▸ Task instructions:
Pull out each line of the rows below that contains the word "monkey", and copy those lines in full.

▸ Records shown:
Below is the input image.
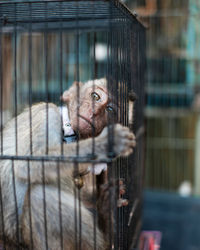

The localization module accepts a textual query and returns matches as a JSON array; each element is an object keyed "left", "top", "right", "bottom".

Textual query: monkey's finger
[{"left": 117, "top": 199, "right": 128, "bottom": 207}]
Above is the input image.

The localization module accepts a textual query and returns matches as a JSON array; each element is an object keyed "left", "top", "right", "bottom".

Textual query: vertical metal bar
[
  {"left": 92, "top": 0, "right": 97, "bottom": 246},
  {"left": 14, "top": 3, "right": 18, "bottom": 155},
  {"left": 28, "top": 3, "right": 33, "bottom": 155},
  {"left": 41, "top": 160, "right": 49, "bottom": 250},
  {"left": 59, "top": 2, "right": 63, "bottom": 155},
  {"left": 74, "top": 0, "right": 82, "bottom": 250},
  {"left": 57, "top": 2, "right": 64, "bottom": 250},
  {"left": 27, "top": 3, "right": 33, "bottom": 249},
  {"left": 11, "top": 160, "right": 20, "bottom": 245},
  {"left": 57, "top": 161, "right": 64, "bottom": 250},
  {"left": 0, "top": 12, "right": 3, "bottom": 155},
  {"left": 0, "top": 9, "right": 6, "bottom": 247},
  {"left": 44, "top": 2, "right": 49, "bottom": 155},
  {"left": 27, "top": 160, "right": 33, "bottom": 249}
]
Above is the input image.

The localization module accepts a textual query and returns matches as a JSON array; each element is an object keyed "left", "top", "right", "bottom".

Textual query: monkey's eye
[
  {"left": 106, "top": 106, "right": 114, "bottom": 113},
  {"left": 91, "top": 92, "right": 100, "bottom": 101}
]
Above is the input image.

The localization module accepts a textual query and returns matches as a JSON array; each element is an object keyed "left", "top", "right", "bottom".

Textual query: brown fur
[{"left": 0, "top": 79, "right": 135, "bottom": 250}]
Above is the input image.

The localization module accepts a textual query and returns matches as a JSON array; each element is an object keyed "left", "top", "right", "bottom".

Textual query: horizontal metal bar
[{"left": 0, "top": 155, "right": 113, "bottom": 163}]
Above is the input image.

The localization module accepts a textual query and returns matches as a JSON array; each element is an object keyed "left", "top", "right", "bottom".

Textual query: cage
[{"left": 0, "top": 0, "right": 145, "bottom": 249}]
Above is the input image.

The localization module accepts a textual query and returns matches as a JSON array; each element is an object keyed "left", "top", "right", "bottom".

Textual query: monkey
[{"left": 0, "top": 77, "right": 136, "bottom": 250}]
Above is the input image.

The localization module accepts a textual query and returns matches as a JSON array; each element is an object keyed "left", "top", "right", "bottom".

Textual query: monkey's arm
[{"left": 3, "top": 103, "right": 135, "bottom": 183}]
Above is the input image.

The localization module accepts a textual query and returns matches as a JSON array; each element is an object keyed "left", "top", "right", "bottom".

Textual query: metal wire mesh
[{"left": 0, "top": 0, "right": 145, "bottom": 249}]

...

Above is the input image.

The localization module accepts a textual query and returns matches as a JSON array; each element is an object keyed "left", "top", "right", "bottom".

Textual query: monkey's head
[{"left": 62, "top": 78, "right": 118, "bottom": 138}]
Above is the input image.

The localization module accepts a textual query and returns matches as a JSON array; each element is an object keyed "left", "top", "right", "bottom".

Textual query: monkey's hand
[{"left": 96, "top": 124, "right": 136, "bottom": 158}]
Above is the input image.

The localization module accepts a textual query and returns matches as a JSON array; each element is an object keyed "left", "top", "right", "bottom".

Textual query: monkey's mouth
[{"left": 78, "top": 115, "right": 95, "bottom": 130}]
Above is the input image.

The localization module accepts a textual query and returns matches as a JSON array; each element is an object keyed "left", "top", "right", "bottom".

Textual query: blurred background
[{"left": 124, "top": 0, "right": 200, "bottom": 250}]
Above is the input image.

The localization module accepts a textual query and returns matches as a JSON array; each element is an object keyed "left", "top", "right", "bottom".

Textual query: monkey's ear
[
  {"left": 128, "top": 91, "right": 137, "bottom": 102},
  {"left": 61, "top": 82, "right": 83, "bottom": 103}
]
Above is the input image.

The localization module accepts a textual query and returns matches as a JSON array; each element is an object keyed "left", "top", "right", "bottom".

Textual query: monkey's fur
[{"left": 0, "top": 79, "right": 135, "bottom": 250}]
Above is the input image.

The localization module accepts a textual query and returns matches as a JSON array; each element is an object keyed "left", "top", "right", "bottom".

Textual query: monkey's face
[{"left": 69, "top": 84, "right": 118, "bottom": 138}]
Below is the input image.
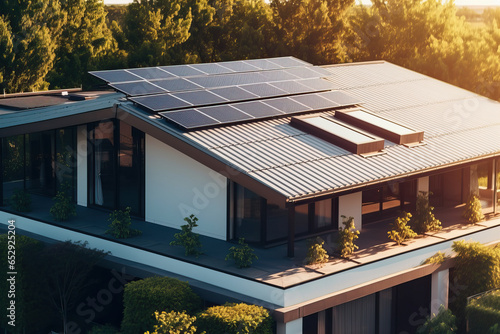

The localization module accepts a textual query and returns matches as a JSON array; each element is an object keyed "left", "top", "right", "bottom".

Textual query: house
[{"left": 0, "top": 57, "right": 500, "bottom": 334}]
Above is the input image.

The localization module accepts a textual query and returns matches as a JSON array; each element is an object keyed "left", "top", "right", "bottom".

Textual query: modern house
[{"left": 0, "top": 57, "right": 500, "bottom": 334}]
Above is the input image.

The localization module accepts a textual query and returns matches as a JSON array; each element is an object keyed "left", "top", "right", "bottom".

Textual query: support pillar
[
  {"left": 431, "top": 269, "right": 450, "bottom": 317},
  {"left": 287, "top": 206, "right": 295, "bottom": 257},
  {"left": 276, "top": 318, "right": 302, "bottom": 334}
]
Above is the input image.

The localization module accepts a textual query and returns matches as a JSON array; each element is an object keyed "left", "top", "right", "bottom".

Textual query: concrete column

---

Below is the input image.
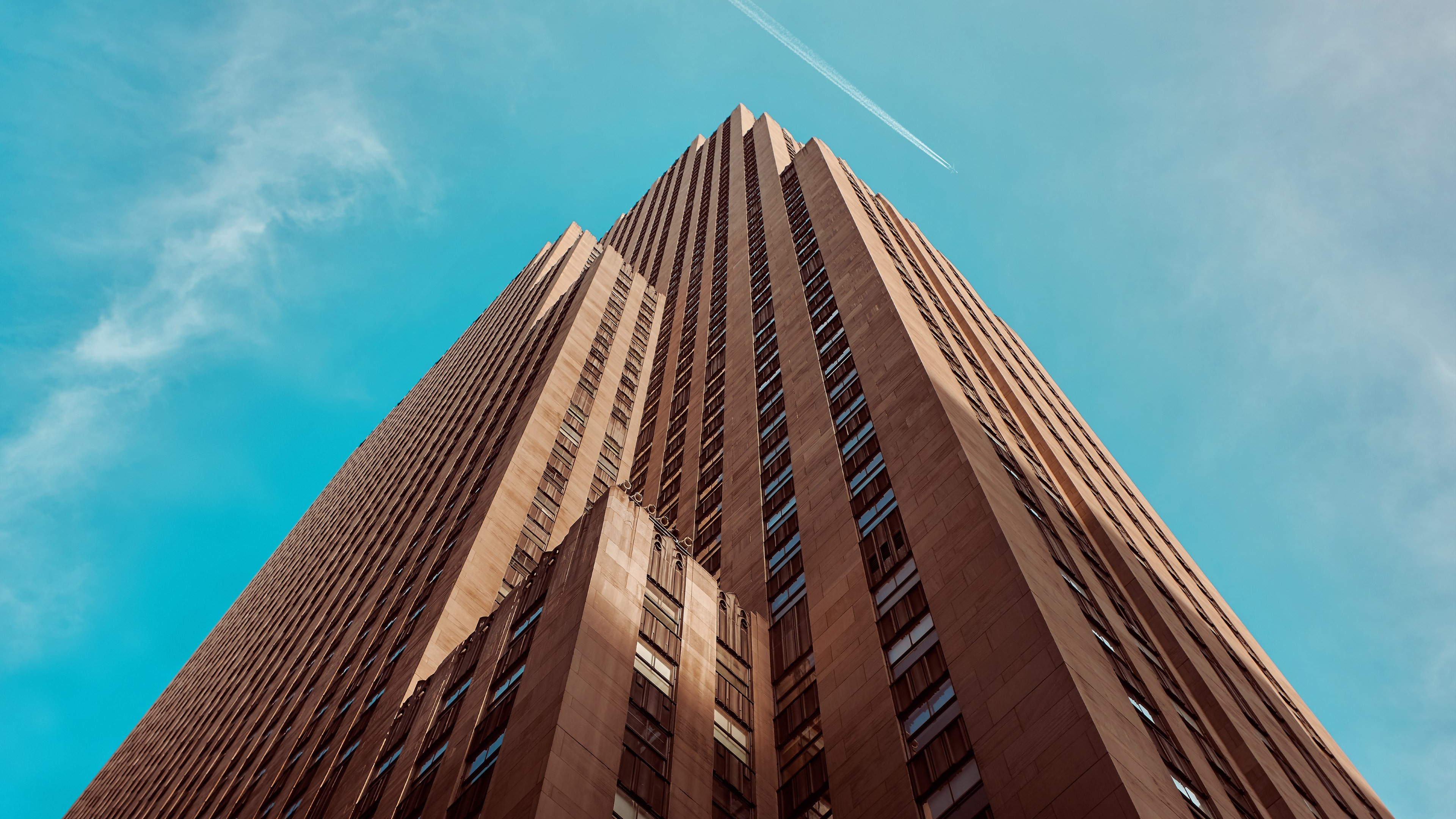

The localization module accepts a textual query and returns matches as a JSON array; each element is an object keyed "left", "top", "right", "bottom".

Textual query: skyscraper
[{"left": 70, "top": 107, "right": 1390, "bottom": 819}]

▸ Task answer:
Textual query: monkey's finger
Textual query: monkey's eye
Textual query: monkey
Textual query: monkey's arm
Textual query: monkey's head
Textual query: monkey's hand
Textual query: monkey's mouth
Textual query: monkey's ear
Textual query: monkey's fur
Textual query: monkey's face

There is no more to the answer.